For the nine-month period ended September 30, 2010, Basic generated a net loss of $39.8 million, or $1.09 per share, excluding a gain of $1.8 million, or $0.04 per share, for a bargain purchase on an acquisition (or a net loss of $41.6 million, or $1.05 per share, as reported). For the nine-month period ended September 2009, Basic generated a net loss of $60.3 million, or $1.52 per share, excluding a $166.9 million after-tax ($204.0 million pre-tax) non-cash goodwill impairment charge and a $2.2 million after-tax ($3.5 million pre-tax) loss on the early extinguishment of debt (or a net loss of $229.4 million, or $5.78 per share, as reported).  Revenues increased 29% to $515.4 million for the first nine months of 2010 compared to $398.5 million in the same period in 2009. Adjusted EBITDA for the first nine months of 2010 was $71.0 million, or 14% of revenue, compared to $25.3 million, or 6% of revenue, for the comparable period in 2009 (which excludes the 2009 pre-tax goodwill impairment and early extinguishment of debt charges).

Business Segment Results

Well Servicing

Sequentially, well servicing revenues rose 10% to $54.5 million during the third quarter of 2010 compared to $49.5 million in the prior quarter.  Revenue from the Taylor manufacturing and service business line was $4.2 million and $1.5 million in the third and second quarter of 2010, respectively.  In 2009, third quarter revenues were $38.4 million. At September 30, 2010, the well servicing rig count was 403, declining one rig from the prior quarter end.  The weighted average number of well servicing rigs was 404 during the third quarter of 2010, unchanged from the prior quarter and down from 414 during the third quarter of 2009.  

Well servicing rig utilization rose to 55% in the third quarter of 2010, up from 53% in the second quarter reflecting increased demand for these services due to an increase in activity in oil-orientated markets in response to current commodity prices and better economic conditions. Last year in the comparable quarter, the rig utilization rate was 42%.  Excluding revenues associated with rig manufacturing and service, revenue per well servicing rig hour rose 1% sequentially to $319 in the third quarter from $316 in the second quarter of 2010, and was up 2% compared to the $313 achieved during the third quarter of 2009.

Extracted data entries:

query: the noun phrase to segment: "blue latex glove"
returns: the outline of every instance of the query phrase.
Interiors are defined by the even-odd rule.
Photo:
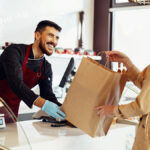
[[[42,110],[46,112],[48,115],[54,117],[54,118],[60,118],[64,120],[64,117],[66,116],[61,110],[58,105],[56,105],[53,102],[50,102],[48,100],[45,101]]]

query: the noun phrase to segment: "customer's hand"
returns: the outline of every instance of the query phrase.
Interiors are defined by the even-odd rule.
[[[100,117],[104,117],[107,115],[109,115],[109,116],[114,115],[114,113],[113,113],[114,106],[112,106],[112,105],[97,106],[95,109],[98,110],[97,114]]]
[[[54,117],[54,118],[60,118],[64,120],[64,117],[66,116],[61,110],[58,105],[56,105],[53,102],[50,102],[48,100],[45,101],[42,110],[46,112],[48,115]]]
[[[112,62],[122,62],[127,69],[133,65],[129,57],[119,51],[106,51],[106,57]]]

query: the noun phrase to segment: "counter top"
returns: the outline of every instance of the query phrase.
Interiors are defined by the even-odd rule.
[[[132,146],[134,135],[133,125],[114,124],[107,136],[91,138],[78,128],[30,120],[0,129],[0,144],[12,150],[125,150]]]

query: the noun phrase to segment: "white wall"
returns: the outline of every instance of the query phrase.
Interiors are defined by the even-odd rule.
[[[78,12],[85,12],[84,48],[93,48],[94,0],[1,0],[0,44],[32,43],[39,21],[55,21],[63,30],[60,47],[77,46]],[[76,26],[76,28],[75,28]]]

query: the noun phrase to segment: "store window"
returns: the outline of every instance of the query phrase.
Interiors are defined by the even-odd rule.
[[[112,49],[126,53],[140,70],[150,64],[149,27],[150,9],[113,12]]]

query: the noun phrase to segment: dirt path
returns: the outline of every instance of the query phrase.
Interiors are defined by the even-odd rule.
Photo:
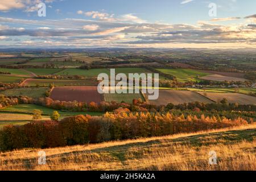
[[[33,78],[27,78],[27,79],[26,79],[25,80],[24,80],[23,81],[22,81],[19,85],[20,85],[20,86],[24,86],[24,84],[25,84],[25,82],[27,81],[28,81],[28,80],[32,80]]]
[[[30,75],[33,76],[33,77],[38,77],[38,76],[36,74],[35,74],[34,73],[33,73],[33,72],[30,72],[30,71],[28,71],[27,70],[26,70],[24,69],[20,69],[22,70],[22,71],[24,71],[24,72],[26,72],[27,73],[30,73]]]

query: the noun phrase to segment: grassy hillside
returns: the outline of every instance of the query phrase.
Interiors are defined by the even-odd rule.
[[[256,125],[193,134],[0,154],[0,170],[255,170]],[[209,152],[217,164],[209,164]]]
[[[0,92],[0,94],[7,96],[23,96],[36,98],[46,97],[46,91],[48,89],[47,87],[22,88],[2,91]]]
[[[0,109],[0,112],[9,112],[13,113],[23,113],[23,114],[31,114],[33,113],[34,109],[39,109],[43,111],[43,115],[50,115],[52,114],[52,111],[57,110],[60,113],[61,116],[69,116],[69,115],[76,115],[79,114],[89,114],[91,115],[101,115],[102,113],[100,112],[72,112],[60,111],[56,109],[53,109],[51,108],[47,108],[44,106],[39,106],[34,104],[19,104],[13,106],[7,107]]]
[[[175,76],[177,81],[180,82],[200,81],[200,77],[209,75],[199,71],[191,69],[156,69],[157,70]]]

* * *

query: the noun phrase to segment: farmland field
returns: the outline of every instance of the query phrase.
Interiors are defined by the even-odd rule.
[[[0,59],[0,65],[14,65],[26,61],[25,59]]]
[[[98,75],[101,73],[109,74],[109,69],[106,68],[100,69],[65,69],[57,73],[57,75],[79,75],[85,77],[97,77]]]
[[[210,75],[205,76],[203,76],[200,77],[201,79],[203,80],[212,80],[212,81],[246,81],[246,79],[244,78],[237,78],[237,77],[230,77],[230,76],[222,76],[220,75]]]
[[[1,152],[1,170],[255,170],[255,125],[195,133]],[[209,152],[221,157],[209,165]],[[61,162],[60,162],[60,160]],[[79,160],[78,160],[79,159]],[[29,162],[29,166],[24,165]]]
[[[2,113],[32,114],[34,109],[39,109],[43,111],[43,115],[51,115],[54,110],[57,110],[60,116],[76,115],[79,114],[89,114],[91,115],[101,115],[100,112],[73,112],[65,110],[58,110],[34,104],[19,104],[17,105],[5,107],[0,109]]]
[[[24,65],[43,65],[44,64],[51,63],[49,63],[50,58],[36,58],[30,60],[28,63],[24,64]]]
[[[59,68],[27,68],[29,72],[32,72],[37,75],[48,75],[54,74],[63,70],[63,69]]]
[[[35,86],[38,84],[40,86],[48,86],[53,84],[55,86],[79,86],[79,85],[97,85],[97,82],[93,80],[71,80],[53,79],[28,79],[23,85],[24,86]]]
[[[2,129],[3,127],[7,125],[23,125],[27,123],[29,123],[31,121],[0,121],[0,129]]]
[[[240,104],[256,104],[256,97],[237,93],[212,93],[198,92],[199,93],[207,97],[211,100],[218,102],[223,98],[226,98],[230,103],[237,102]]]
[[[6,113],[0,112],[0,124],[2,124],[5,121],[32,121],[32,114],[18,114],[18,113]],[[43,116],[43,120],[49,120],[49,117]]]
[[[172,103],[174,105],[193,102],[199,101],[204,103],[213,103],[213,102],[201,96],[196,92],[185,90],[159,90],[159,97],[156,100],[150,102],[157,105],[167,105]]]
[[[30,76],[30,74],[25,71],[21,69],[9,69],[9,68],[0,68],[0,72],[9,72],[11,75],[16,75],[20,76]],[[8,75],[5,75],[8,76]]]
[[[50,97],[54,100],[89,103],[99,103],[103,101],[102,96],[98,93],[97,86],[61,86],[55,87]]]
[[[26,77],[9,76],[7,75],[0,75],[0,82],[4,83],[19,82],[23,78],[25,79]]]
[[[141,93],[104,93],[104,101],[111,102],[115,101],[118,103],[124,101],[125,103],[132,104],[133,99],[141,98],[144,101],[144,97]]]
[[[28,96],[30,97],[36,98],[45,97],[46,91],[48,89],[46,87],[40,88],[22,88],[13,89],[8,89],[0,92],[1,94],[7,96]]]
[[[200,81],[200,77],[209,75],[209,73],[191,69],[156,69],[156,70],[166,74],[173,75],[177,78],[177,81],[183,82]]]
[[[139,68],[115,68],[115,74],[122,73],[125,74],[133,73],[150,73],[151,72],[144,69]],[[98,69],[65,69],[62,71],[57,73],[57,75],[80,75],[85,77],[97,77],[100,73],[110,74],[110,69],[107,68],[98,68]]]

_YOUR TASKS_
[1] Reproduce the earnings excerpt word for word from "Business Segment Results" to "414 during the third quarter of 2009.".
[2] List every well servicing rig utilization rate given in the earnings excerpt, along with the period each one applies to.

_RESULTS OF THE EXERCISE_
[1]
Business Segment Results

Well Servicing

Sequentially, well servicing revenues rose 10% to $54.5 million during the third quarter of 2010 compared to $49.5 million in the prior quarter.  Revenue from the Taylor manufacturing and service business line was $4.2 million and $1.5 million in the third and second quarter of 2010, respectively.  In 2009, third quarter revenues were $38.4 million. At September 30, 2010, the well servicing rig count was 403, declining one rig from the prior quarter end.  The weighted average number of well servicing rigs was 404 during the third quarter of 2010, unchanged from the prior quarter and down from 414 during the third quarter of 2009.

[2]
- 55%: third quarter of 2010
- 53%: second quarter of 2010
- 42%: third quarter of 2009